Islamic view of Ishmael

Ishmael (إسماعيل ʾIsmāʿīl) is regarded by Muslims as an Islamic prophet. Born to Abraham and Hagar, he is the namesake of the Ishmaelites, who were descended from him. In Islam, he is associated with Mecca and the construction of the Kaaba within today's Masjid al-Haram, which is the holiest Islamic site. Muslims also consider him to be a direct ancestor to Muhammad. His paternal half-brother was Isaac, the forefather of the Israelites.

Islam's conception of Ishmael is similar to that of Judaism and Christianity. Sources for this narrative include the Quran and tafsir (i.e., Quranic exegesis); Muhammad's ahadith; historiographic collections by al-Tabari and other Muslim scholars; and Israʼiliyyat, which collectively refers to information and religious literature sourced primarily from the Jews for details about early prophets and messengers.

==Quranic narrative==

===Birth===
Ishmael was the first son of Abraham; his mother was Hajar. There are many versions of the story, some of which include a prophecy about Ishmael's birth. One such example is from Ibn Kathir (d. 1373) whose account states that an angel tells the pregnant Hajar to name her child Ishmael and prophesies, "His hand would be over everyone, and the hand of everyone would be against him. His brethren would rule over all the lands." Ibn Kathir comments that this foretells of Muhammad's leadership.

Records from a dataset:

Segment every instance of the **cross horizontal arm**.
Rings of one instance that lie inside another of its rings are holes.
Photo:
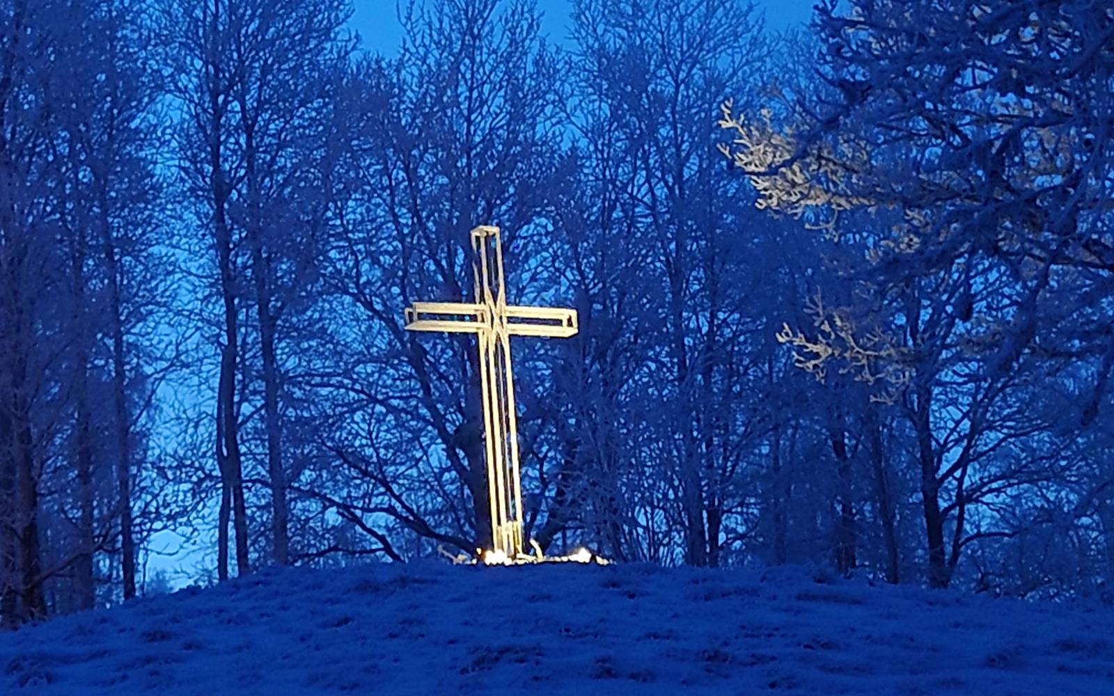
[[[407,331],[479,333],[487,306],[471,302],[416,302],[405,308]]]
[[[508,305],[506,311],[507,333],[512,336],[567,339],[579,331],[576,310]]]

Work item A: According to the text on the Islamic view of Ishmael, who was Ishmael's paternal half-brother?
Work item B: Continue the text on the Islamic view of Ishmael from its final sentence.

Written answer A: Isaac, the forefather of the Israelites.

Written answer B:
=== Ishmael and Hagar taken to Mecca by Abraham ===
Ishmael and Hagar being taken to Mecca by Abraham in Islamic texts is an important part in the story of Ishmael, as it brings the focus to Mecca and is the beginning of Mecca's sanctification as a holy area. Islamic tradition says Abraham was ordered by God to take Hagar and Ishmael to Mecca, and later Abraham returned to Mecca to build the Kaaba. In many of these accounts, the Sakina (something like a wind or spirit sent by God), or the angel Gabriel (Jibreel) guides them to the location of the Kaaba, at which point Abraham builds it and afterwards, leaves the other two there (other versions discussed below say the construction of the Kaaba occurred later and that Ishmael took part in it). Generally, it is said that Hagar asks Abraham who he is entrusting herself and Ishmael to as he leaves them. He answers that he is entrusting them to God, to which Hagar then makes a reply that shows her faith, stating that she believes God will guide them. Hagar and Ishmael then run out of water and Ishmael becomes extremely thirsty. Hagar is distressed and searches for water, running back and forth seven times between the hills of Al-Safa and Al-Marwah. Hagar is later remembered by Muslims for this act during the Hajj, or pilgrimage, in which Muslims run between these same hills as part of the Sa'yee. When she returns to Ishmael, she finds either him or an angel scratching the ground with their heel or finger, whereupon water begins flowing and Hagar collects some or dams it up. This spring or well is known as Zamzam. At some point, a passing tribe known as the Jurhum sees birds circling the water and investigates. They ask Hagar if they can settle there, which she allows, and many versions say as Ishmael grew up he learned various things from the tribe. There are numerous versions of this story, each differing in various ways. The versions used in this summary, as well as others, can be found in al-Tabari's history and are recounted in Reuven Firestone's Journeys in Holy Lands.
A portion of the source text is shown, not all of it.